● **Required action 1**
Please translate this sentence from the counterfeiting article into Spanish: "Second, there's nothing sustainable about the counterfeit goods being produced."
● **Required action 2**
Write the next part of the counterfeiting article, starting after its last sentence.

─── Text segment ───

The Dangers of Counterfeiting
The Dangers of Counterfeiting
— 4 Takeaways from Zach Tozyński, Levis Strauss & Co.
With the sheer amount of counterfeit goods traded (estimated at about $2 trillion annually), it can be daunting to navigate as a consumer — especially when you’re most worried about crossing all those names off your holiday list. But there is an impact — and a big one. Consider the fact that 87% of consumers who bought a counterfeit product have suffered negative consequences, including financial hits, illness and injury. With a consumer’s safety potentially at risk, brands are taking initiative to safeguard consumers.
Our partner, Levis Strauss & Co., is committed to and invests in protecting its consumers from counterfeit apparel. Zach Tozyński, the company’s Sr. Director, Global Brand Protection recently participated in our Facebook Live event — “Smart Holiday Shopping: How to Avoid Counterfeits This Season” — during which he discussed current counterfeiting trends, the dangers in buying fake products and his advice for safe holiday shopping.
Following are his top four takeaways.
The Danger is real and significant
I put the dangers of purchasing counterfeits into three different categories — people, planet and pocketbook. First, what you’re buying could actually harm you, especially because the source of these goods do not meet the regulations or standards that legitimate factories have. But, then take a look at where these products are being produced. Where they’re being produced is also harming people or putting the people manufacturing these products in jeopardy as a result of the working conditions or dangerous materials they are using to create the counterfeits. Second, there's nothing sustainable about the counterfeit goods being produced. If you're buying these counterfeit products, you're contributing to anti-sustainable methods because their methods are damaging the environment. Lastly, purchasing counterfeits is dangerous to pocketbooks. I’m not talking about the profits of large corporations, but the individuals that work at these companies and create these legitimate products might not have jobs because people are replicating their work.

─── Material provided ───

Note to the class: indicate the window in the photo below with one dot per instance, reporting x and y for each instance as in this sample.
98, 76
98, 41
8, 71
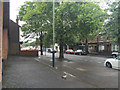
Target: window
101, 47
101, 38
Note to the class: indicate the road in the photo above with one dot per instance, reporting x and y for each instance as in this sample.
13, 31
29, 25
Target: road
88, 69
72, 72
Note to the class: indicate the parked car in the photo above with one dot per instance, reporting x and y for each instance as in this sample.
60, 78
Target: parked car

───
─── Material provided ───

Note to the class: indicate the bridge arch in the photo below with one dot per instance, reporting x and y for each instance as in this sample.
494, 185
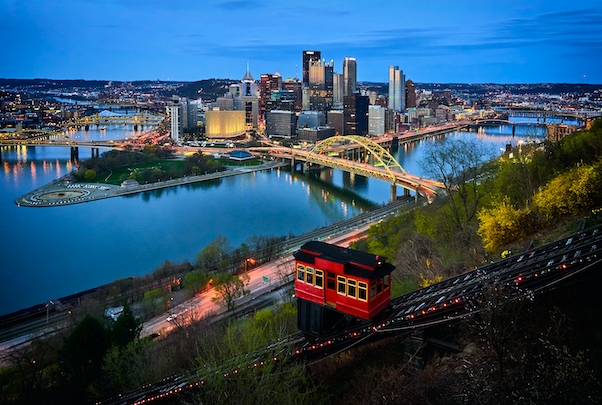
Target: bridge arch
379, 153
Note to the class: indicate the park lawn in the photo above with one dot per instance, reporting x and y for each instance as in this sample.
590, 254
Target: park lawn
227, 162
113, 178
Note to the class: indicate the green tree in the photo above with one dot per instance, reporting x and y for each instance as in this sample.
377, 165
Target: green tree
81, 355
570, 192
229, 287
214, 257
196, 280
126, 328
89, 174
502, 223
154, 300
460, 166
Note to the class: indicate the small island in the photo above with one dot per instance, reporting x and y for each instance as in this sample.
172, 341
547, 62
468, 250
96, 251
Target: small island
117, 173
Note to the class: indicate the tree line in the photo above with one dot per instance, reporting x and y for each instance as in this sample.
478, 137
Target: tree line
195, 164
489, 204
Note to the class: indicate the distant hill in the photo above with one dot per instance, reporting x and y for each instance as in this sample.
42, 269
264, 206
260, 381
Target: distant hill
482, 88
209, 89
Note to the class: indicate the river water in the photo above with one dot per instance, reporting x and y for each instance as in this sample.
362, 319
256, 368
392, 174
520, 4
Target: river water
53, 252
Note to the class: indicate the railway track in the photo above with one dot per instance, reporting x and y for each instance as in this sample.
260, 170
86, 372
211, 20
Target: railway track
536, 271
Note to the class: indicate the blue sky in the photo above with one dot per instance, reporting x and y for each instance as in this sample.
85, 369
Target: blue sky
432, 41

───
─── Material provided ───

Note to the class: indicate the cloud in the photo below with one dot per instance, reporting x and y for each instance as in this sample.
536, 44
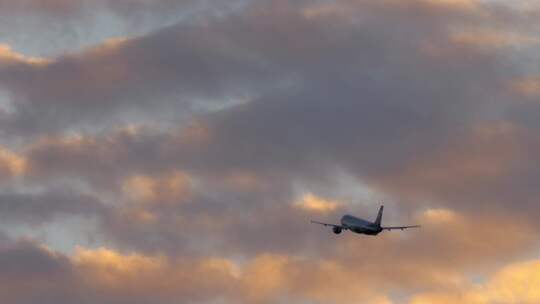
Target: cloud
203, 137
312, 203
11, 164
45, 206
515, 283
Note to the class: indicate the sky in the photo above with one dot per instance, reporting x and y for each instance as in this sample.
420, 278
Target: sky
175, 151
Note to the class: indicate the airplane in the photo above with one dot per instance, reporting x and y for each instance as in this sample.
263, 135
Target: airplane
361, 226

───

● **Final answer 1**
En segundo lugar, no hay nada sostenible en los productos falsificados que se están fabricando.

● **Final answer 2**
Online shopping is convenient - but risky
Let’s just face it, we’re all online. We are moving away from brick-and-mortar to an online shopping experience, which was accelerated during the pandemic. But now, there is a group of people that might not have experience shopping online who are now engaging in e-commerce platforms, third party websites and social media to make decisions in their purchases. This presents opportunities for criminals to take advantage of these individuals who may not understand that clicking on one thing might take you to a website where counterfeit products are sold. It’s more difficult for consumers to navigate shopping online because you have to do a bit more research before you make a purchase.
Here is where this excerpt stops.